» **PROBLEM A**:
Recast the listing as a numbered list, beginning at its first line and stopping after the line that contains "x=249, y=82", with any blank lines left out.

» **PASSAGE**:
===============
Congressman Charlie B. Rangel said, "The $79.3 million secured through the federal Highway Safety funding for 37 projects throughout New York State will have an immediate positive impact on the quality of highway safety for pedestrians and motorists, and create jobs. I'm very pleased to join Governor Cuomo and Mayor De Blasio's Vision Zero initiative to reduce potential vehicular and pedestrian fatalities and injuries. The installation of median tip extensions to create pedestrian refuges along our famous Adam Clayton Powell, Jr. Blvd from West 117th Street to West 110th Street will aesthetically enhance and improve the quality of life and safety for Central Harlem residents, as well as for those traveling and passing through."

Congresswoman Louise M. Slaughter said, “The reason I fight for federal investments in Monroe County’s road safety is to help save lives, support jobs in the construction sector, and enhance our region’s economy. We have made significant improvements in New York’s road safety, cutting motor vehicle fatalities in half from 1990-2009, but we can never do enough to keep our neighbors safe on the roads.”
===============
» **INFORMATION PROVIDED**:

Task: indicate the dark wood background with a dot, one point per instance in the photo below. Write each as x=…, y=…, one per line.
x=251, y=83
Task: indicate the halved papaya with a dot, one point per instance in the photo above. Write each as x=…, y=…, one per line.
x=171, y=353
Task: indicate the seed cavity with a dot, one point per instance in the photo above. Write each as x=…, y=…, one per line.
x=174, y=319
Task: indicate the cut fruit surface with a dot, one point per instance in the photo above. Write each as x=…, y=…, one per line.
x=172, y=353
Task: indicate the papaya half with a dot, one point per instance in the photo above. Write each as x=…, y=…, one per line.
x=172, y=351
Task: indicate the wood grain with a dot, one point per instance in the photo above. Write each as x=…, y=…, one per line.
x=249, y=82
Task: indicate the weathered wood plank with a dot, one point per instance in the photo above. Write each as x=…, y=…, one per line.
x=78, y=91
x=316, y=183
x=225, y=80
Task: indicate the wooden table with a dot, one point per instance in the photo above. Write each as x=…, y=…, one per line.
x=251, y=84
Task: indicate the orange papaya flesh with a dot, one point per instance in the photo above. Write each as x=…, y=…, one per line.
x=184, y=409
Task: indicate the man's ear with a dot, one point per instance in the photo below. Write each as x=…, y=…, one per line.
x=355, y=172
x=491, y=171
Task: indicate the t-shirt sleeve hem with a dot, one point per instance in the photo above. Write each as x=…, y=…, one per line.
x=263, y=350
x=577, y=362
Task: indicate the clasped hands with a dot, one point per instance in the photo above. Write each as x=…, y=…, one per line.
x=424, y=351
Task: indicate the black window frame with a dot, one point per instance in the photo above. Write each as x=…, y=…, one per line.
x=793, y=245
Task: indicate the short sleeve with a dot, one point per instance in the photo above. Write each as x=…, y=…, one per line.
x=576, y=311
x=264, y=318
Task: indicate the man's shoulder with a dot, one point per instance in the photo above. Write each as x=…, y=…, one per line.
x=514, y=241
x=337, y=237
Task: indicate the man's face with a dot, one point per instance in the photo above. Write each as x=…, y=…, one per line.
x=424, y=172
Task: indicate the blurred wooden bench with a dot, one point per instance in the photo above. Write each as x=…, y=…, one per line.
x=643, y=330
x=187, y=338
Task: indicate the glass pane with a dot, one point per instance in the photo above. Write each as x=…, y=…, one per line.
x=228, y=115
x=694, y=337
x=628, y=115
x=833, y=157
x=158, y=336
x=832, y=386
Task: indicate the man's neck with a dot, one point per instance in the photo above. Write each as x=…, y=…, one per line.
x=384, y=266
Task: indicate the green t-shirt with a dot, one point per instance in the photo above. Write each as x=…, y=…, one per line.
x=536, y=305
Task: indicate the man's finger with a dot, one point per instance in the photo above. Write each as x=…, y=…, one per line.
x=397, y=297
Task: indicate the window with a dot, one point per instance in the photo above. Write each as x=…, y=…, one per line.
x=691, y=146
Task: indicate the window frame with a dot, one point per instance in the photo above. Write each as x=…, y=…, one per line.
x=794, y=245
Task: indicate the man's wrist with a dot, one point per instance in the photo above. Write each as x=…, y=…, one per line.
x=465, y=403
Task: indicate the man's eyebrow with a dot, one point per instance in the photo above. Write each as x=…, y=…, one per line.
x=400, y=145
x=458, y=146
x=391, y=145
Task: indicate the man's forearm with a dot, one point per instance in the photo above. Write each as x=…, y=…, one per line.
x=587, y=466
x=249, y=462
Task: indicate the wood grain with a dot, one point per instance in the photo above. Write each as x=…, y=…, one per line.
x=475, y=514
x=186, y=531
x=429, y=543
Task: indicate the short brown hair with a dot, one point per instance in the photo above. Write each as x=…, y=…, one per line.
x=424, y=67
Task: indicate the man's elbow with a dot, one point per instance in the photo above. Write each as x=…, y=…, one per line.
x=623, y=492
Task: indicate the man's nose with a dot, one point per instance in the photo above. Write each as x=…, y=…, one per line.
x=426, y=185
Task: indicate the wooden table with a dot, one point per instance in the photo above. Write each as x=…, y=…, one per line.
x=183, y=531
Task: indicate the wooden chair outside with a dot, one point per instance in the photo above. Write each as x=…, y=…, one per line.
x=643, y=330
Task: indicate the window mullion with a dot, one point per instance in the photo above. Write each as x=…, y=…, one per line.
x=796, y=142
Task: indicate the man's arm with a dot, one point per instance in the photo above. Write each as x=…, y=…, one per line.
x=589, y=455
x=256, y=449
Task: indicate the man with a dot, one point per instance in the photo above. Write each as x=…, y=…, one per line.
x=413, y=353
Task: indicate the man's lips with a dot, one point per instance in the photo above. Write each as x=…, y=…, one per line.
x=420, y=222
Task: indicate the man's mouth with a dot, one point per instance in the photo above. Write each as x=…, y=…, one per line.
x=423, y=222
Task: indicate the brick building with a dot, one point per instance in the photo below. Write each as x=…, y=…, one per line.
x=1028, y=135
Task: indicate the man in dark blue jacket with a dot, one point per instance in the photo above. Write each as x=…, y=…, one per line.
===============
» **PROBLEM B**:
According to the highway safety passage, by how much were motor vehicle fatalities in New York cut from 1990-2009?

» **EXERCISE ANSWER A**:
1. Task: indicate the dark wood background with a dot, one point per instance in the photo below. Write each as x=…, y=…, one per line.
2. x=251, y=83
3. Task: indicate the halved papaya with a dot, one point per instance in the photo above. Write each as x=…, y=…, one per line.
4. x=171, y=353
5. Task: indicate the seed cavity with a dot, one point per instance in the photo above. Write each as x=…, y=…, one per line.
6. x=174, y=319
7. Task: indicate the cut fruit surface with a dot, one point per instance in the photo above. Write each as x=…, y=…, one per line.
8. x=172, y=353
9. Task: indicate the papaya half with a dot, one point per instance in the photo above. Write each as x=…, y=…, one per line.
10. x=172, y=351
11. Task: indicate the wood grain with a dot, one point per instance in the photo above. Write each as x=…, y=…, one per line.
12. x=249, y=82

» **EXERCISE ANSWER B**:
They were cut in half.